Stored data entries:
"""
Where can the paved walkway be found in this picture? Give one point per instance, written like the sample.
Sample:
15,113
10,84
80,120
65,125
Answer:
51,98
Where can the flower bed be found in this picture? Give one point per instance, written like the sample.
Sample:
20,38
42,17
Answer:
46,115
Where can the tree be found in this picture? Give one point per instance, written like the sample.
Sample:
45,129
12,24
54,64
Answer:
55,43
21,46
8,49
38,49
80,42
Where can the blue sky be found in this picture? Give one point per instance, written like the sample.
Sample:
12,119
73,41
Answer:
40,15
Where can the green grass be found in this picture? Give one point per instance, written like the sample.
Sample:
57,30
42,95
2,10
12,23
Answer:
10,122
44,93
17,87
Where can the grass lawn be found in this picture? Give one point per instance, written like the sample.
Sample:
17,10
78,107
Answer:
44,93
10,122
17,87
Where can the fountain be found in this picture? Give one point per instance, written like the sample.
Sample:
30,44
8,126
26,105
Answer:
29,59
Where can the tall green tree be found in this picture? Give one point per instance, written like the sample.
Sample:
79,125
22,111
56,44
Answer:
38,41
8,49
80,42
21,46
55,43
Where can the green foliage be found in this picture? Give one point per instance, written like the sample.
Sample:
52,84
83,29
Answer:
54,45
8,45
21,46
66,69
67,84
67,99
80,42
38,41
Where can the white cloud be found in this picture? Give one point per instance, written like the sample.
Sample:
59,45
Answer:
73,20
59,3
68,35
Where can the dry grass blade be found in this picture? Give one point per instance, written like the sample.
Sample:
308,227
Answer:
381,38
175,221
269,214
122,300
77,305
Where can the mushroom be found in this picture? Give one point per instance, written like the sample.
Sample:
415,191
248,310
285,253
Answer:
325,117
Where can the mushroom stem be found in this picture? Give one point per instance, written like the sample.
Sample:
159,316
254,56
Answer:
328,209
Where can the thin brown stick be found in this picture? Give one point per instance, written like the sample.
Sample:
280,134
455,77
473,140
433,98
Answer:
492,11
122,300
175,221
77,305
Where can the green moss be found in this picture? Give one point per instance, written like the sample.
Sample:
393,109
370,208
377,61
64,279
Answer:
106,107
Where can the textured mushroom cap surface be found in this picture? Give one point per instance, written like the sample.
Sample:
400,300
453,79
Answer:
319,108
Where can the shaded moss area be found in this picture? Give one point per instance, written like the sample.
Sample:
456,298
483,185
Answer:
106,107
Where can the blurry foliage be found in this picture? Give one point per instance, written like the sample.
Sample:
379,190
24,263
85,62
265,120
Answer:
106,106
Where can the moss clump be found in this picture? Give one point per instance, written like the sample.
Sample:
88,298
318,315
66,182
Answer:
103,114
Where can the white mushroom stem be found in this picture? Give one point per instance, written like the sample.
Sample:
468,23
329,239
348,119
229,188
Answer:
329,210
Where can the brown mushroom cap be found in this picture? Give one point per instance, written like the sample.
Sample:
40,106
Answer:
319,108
"""
**Instructions to follow:** Could you copy every line in the records that holds "tree"?

**Completed task:**
Where can the tree be found in this picture? Give one point per instance, written like the sample.
Where can the tall green tree be found in this picture? Give one point per instance, written like the sample.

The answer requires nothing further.